Requirements →
1. Reproduce word for word the part of the RV Zeeleeuw text that begins at the words "Formerly a pilot" and stops after the words "the Western Scheldt.".
2. Continue the RV Zeeleeuw text, starting after its final sentence.

Excerpted text →
General characteristics
- Type: Oceanographic research ship
- Displacement: 693 cubic metres
- Length: 55.60 meters
- Beam: 9.00 meters
- Draft: 3.65 meters
- Installed power: 1192 kW
- Propulsion: 2 Engines: ABC 6MDXC - 750 - 080 A
- Speed: 14.5 knots
- Complement: Maximum 12 passengers
- Crew: 10
- Sensors & processing systems: M252+C252 radar system; Leica DGPS Mx 421B (Back-up MX200/50R) positioning system;

= RV Zeeleeuw =

Research ship built in 1977

The RV Zeeleeuw was a marine research vessel owned, maintained, and operated by VLOOT dab.
The Flanders Marine Institute took care of the coordination of the scientific program and managed the research equipment.

Formerly a pilot vessel, the RV Zeeleeuw was, in 2000, rebuilt for research purposes. It had numerous assignments, including a monthly voyage to environmental monitoring stations. The vessel was also used for studies involving the environmental impact of wind farms, monitoring of seabirds and sea mammals, research of the marine biodiversity, data collection of the impact of pollutants on the marine environment, etc. The ship operated in Belgian maritime waters as well as French and Dutch coastal waters and the Western Scheldt.

Material supplied →
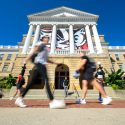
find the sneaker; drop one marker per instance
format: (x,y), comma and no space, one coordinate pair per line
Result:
(57,104)
(11,98)
(100,99)
(106,101)
(81,101)
(19,102)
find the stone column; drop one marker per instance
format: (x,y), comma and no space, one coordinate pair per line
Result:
(71,39)
(97,40)
(89,39)
(27,41)
(36,36)
(53,42)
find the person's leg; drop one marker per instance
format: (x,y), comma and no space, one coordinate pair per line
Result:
(31,81)
(84,88)
(45,79)
(19,101)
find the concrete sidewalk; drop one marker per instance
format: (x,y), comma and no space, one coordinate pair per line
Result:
(75,116)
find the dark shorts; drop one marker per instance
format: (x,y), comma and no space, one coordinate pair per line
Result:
(19,86)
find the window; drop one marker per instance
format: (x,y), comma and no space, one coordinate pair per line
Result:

Responses in order →
1.
Formerly a pilot vessel, the RV Zeeleeuw was, in 2000, rebuilt for research purposes. It had numerous assignments, including a monthly voyage to environmental monitoring stations. The vessel was also used for studies involving the environmental impact of wind farms, monitoring of seabirds and sea mammals, research of the marine biodiversity, data collection of the impact of pollutants on the marine environment, etc. The ship operated in Belgian maritime waters as well as French and Dutch coastal waters and the Western Scheldt.

2.
After more than 10 years of service, there was a need for a modern, well equipped vessel, with a restricted draught needed for an optimal accessibility to shallow coastal waters of the Southern Bight of the North Sea and the surrounding estuaries. In 2012 the RV Zeeleeuw was replaced by the multidisciplinary coastal research vessel RV Simon Stevin.

On May 3, 2013, the RV Zeeleeuw was donated by the Flemish Government to the Republic of Kenya. The oceanographic research vessel is now named RV Mtafiti, Swahili for ‘researcher’. In Kenya the ship continues to serve marine research and is managed by the Kenya Marine and Fisheries Research Institute (KMFRI).